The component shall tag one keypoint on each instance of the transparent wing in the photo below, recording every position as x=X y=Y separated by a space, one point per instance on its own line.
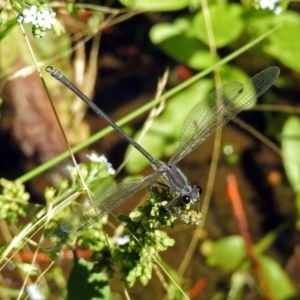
x=93 y=210
x=220 y=107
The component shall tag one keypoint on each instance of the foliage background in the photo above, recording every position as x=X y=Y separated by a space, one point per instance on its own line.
x=115 y=52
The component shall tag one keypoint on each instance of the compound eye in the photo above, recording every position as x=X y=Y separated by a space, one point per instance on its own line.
x=199 y=188
x=186 y=199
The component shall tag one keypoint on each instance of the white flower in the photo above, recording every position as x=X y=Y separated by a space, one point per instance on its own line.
x=270 y=4
x=46 y=18
x=20 y=19
x=30 y=15
x=94 y=157
x=34 y=292
x=102 y=159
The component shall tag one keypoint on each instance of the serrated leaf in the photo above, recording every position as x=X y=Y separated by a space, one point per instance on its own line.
x=278 y=283
x=155 y=5
x=227 y=24
x=290 y=144
x=175 y=40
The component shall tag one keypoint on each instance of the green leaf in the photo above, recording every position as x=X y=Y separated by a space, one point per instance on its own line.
x=161 y=139
x=227 y=24
x=176 y=41
x=83 y=284
x=290 y=144
x=227 y=253
x=285 y=47
x=278 y=283
x=155 y=5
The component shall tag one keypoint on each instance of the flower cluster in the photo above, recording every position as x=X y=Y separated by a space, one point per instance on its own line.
x=271 y=5
x=102 y=159
x=41 y=19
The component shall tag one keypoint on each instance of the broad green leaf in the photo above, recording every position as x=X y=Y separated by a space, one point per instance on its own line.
x=227 y=24
x=155 y=5
x=176 y=41
x=161 y=139
x=227 y=253
x=278 y=283
x=83 y=284
x=285 y=46
x=290 y=144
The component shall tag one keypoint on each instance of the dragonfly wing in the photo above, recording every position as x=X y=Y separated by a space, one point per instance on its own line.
x=93 y=210
x=220 y=107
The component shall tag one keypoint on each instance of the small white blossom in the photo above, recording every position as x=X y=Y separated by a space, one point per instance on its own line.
x=34 y=292
x=267 y=4
x=20 y=19
x=30 y=15
x=46 y=18
x=102 y=159
x=94 y=157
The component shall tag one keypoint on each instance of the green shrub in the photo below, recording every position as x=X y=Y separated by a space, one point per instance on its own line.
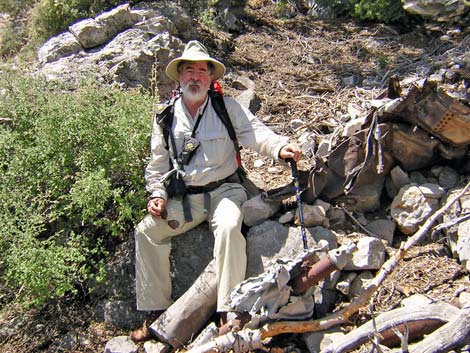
x=72 y=175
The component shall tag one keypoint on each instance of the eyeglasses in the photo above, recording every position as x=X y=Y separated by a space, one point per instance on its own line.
x=200 y=73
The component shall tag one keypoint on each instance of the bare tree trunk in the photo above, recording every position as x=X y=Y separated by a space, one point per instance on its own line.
x=256 y=337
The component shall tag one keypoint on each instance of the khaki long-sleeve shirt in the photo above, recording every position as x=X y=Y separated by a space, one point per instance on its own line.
x=215 y=158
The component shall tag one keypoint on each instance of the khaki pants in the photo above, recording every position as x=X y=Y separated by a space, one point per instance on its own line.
x=153 y=245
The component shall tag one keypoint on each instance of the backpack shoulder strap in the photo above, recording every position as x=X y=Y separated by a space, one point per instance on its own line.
x=219 y=106
x=164 y=118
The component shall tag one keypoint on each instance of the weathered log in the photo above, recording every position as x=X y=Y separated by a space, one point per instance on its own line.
x=343 y=315
x=277 y=328
x=187 y=315
x=420 y=319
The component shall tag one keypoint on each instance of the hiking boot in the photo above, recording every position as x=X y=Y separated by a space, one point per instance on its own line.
x=142 y=334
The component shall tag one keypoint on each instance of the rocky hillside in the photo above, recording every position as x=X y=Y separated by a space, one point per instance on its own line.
x=316 y=80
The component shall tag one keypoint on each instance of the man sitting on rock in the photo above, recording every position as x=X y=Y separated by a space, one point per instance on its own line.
x=212 y=189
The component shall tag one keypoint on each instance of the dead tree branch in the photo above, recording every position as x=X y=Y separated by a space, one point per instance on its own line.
x=339 y=317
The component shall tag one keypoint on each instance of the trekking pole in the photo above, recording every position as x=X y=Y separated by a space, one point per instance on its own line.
x=295 y=176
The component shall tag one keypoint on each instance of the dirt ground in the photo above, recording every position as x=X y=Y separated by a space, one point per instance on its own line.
x=299 y=67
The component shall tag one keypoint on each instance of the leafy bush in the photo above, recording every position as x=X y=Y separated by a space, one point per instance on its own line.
x=71 y=176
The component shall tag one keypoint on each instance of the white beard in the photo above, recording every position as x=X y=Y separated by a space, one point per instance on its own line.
x=193 y=94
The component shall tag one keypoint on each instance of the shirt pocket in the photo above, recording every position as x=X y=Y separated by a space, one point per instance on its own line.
x=214 y=147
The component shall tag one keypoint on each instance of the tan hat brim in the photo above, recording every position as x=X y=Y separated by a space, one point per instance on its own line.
x=172 y=67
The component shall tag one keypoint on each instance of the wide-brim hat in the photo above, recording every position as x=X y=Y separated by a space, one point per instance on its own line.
x=194 y=51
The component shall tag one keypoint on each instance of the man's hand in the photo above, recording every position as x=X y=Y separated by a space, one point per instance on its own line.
x=291 y=150
x=157 y=207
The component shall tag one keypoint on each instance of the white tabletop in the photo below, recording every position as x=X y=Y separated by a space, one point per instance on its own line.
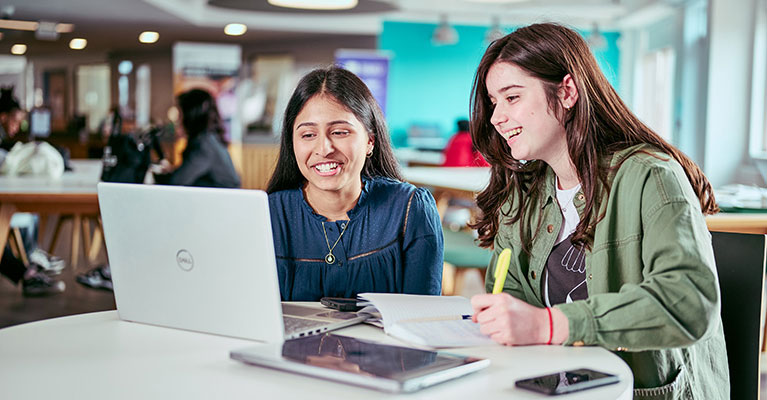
x=469 y=179
x=98 y=356
x=83 y=178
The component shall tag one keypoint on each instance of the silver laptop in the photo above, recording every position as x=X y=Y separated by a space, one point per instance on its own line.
x=201 y=259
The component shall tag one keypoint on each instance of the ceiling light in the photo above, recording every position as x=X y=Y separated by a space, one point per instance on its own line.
x=78 y=43
x=19 y=25
x=18 y=49
x=596 y=39
x=315 y=4
x=495 y=32
x=235 y=29
x=444 y=34
x=496 y=1
x=148 y=37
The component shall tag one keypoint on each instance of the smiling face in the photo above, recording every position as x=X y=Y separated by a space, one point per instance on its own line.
x=330 y=145
x=522 y=115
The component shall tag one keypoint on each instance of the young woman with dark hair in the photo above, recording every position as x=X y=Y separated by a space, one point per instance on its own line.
x=344 y=222
x=604 y=220
x=206 y=161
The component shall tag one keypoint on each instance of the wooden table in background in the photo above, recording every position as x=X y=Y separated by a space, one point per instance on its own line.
x=73 y=194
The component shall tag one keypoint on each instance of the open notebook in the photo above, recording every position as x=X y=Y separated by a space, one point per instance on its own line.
x=430 y=321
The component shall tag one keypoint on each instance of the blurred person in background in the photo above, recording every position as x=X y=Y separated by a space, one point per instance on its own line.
x=206 y=160
x=36 y=278
x=460 y=152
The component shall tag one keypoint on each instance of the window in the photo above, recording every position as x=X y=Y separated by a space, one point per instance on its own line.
x=93 y=94
x=656 y=83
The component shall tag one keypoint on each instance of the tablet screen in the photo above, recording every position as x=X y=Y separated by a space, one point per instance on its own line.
x=365 y=358
x=361 y=362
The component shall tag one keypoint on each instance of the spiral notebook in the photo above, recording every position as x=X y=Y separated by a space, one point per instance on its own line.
x=427 y=321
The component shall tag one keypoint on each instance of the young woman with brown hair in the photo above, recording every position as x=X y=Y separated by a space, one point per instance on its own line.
x=604 y=220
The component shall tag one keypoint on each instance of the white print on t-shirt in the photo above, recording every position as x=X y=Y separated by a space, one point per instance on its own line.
x=578 y=265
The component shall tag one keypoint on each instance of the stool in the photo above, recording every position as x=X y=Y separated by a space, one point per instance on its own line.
x=461 y=255
x=81 y=232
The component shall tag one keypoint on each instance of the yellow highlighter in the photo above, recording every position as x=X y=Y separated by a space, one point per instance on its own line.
x=501 y=270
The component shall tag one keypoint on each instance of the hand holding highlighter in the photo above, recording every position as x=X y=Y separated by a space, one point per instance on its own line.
x=501 y=270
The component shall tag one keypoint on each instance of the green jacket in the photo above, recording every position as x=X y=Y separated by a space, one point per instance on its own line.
x=652 y=283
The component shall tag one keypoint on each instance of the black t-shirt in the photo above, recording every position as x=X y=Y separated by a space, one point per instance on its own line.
x=564 y=277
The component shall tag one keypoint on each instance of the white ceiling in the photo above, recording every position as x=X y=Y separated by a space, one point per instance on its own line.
x=114 y=24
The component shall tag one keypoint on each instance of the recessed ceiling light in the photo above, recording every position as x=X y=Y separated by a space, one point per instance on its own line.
x=235 y=29
x=148 y=37
x=315 y=4
x=78 y=43
x=497 y=1
x=18 y=49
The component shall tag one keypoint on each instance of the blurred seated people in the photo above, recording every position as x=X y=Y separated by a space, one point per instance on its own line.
x=206 y=161
x=460 y=152
x=343 y=220
x=11 y=116
x=36 y=279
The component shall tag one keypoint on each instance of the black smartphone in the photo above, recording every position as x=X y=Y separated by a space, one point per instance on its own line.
x=567 y=381
x=340 y=304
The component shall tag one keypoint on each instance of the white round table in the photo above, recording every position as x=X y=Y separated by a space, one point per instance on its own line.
x=96 y=355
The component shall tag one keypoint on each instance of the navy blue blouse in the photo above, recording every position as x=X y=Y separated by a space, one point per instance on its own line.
x=393 y=244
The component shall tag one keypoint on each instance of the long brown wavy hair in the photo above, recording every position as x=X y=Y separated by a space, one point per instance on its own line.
x=598 y=125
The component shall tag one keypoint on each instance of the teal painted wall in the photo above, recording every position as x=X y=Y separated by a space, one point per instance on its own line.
x=431 y=85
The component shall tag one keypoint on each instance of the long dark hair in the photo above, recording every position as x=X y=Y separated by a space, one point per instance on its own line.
x=8 y=102
x=599 y=124
x=351 y=92
x=199 y=113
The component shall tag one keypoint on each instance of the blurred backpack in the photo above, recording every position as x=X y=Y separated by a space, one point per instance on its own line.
x=126 y=158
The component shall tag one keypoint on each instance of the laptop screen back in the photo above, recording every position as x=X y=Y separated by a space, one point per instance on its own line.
x=200 y=259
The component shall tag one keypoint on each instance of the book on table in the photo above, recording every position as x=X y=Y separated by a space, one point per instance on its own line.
x=430 y=321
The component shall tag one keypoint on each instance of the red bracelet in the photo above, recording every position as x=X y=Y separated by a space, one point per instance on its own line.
x=551 y=326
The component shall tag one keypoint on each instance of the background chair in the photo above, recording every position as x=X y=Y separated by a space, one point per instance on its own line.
x=740 y=263
x=462 y=254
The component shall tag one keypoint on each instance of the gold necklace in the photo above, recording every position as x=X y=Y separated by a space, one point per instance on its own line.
x=330 y=258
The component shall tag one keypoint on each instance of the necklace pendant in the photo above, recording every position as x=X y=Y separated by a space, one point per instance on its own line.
x=330 y=258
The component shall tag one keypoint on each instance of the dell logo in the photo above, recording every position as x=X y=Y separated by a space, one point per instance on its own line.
x=185 y=260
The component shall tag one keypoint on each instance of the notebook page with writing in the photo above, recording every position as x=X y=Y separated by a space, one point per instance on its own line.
x=451 y=333
x=430 y=321
x=396 y=307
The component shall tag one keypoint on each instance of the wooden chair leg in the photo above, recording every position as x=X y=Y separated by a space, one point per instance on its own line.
x=20 y=251
x=764 y=332
x=43 y=223
x=76 y=232
x=86 y=235
x=56 y=232
x=97 y=242
x=460 y=275
x=13 y=244
x=448 y=279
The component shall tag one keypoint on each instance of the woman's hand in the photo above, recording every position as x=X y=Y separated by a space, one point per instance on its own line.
x=511 y=321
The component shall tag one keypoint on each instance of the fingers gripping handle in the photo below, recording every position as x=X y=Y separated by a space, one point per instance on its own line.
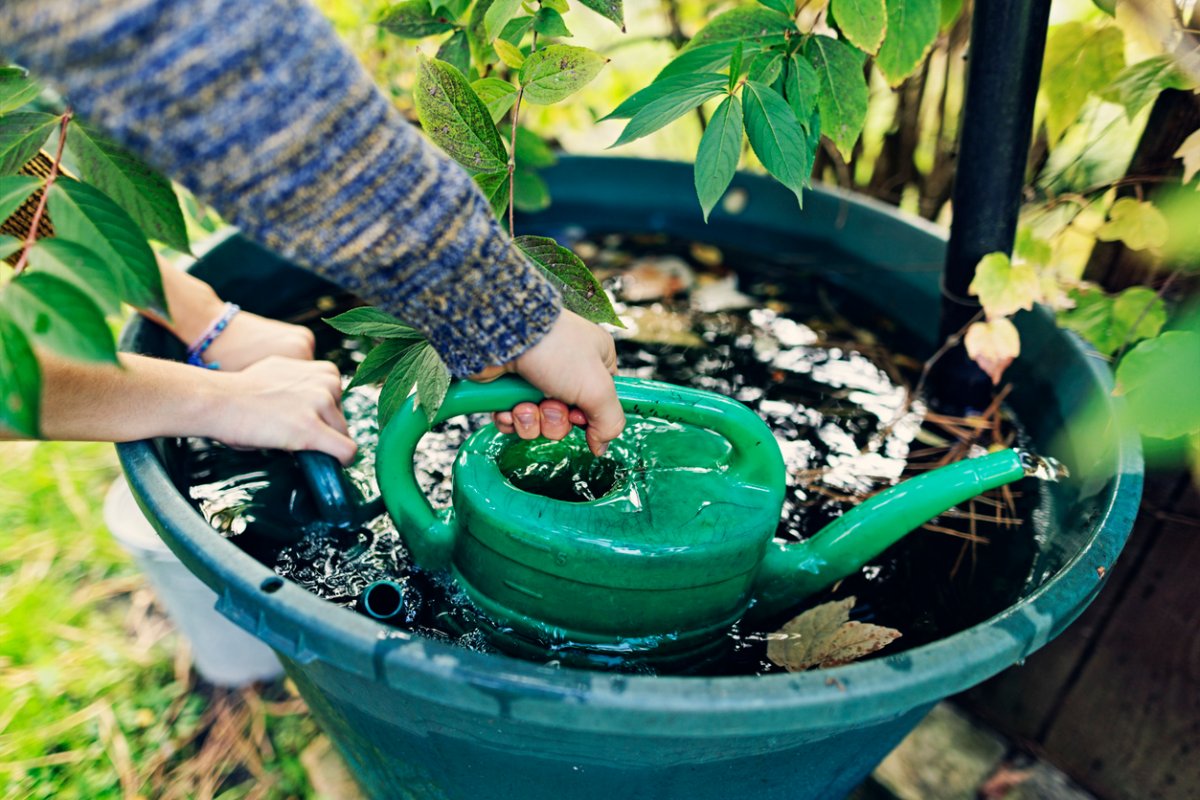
x=430 y=539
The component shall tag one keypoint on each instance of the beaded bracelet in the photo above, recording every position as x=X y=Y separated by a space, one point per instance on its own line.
x=196 y=352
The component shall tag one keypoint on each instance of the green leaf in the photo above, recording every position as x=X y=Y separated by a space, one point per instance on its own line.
x=382 y=359
x=83 y=214
x=1161 y=383
x=993 y=344
x=420 y=366
x=372 y=322
x=911 y=29
x=766 y=67
x=453 y=8
x=1138 y=313
x=510 y=54
x=21 y=382
x=16 y=89
x=581 y=292
x=781 y=6
x=558 y=71
x=720 y=149
x=802 y=88
x=951 y=12
x=663 y=89
x=495 y=187
x=79 y=266
x=432 y=382
x=456 y=119
x=516 y=29
x=400 y=382
x=22 y=134
x=736 y=66
x=143 y=193
x=498 y=16
x=744 y=24
x=456 y=52
x=777 y=137
x=609 y=10
x=60 y=317
x=862 y=22
x=532 y=151
x=1138 y=223
x=15 y=190
x=1139 y=84
x=497 y=95
x=687 y=92
x=1081 y=59
x=1003 y=288
x=1114 y=322
x=414 y=19
x=9 y=245
x=844 y=95
x=529 y=191
x=549 y=22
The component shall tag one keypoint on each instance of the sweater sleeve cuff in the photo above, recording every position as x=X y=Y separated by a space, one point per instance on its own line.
x=486 y=312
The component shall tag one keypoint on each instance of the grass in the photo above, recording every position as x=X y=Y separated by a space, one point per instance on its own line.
x=97 y=698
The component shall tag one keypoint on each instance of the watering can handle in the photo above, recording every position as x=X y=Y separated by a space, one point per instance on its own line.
x=430 y=539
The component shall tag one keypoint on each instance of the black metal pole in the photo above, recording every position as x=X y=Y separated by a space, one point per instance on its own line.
x=1007 y=42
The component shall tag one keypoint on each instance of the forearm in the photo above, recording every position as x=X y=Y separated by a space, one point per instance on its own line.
x=148 y=397
x=263 y=113
x=192 y=304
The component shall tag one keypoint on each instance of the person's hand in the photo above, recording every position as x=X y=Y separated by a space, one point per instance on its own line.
x=247 y=338
x=250 y=338
x=281 y=403
x=573 y=365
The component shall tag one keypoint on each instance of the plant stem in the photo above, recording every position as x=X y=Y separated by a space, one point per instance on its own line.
x=31 y=236
x=513 y=146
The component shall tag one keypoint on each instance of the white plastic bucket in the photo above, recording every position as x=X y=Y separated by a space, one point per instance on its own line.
x=222 y=653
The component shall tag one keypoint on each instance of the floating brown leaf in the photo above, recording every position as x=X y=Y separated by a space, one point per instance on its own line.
x=825 y=637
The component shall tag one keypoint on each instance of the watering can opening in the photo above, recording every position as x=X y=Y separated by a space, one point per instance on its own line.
x=563 y=470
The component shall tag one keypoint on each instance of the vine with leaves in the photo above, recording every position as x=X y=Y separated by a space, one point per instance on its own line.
x=82 y=247
x=779 y=86
x=1111 y=65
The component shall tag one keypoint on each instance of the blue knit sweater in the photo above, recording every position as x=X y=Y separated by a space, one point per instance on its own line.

++++++++++

**Your instructions:**
The expected output is the run of lines from the one that includes "of the forearm" through the end of the listing above, exactly as they stand.

**Response area:**
The component shall tag one keypoint on each instance of the forearm in the photo above, recording every position as x=X y=Y separated by a space, one point per instance on its own line.
x=148 y=397
x=263 y=113
x=192 y=304
The component shall tag one keypoint on each instance of the person's hand in the photo above, recording every position as x=X y=Y separated by a space, one point per instance on its own line.
x=247 y=338
x=250 y=338
x=281 y=403
x=573 y=365
The component shall tag one keypoint on each instance of the plant stem in the photo above, recording every position as x=X y=Y separated by a space, one point per instance on its own line.
x=31 y=236
x=513 y=146
The component shall tag one keypoint on each instance of the white plastic bucket in the photo above, recording every position as x=X y=Y separated by a space, one point per instance on its own line.
x=222 y=653
The component shall tag one keypoint on each instance of the floating brown leaf in the photo above, recording every position as x=X y=Y separated by a space, one point per instance on its own line.
x=825 y=637
The component shall tag one keypoint on each instance of the watering can opening in the photo above, recording every position as x=X y=Y separated by a space, one point per instance on its own line.
x=563 y=470
The component shall tag one keypoint on each instance of the vine with leaves in the photo above, recording every position as x=X y=Y separated by a space, one point per instance on its own line.
x=82 y=247
x=779 y=86
x=1111 y=65
The component shall tag one keypoint on each instance of the blue knit sweater in the photo above, recording every position as x=X y=Y separated by a space, one point per instance on its own line.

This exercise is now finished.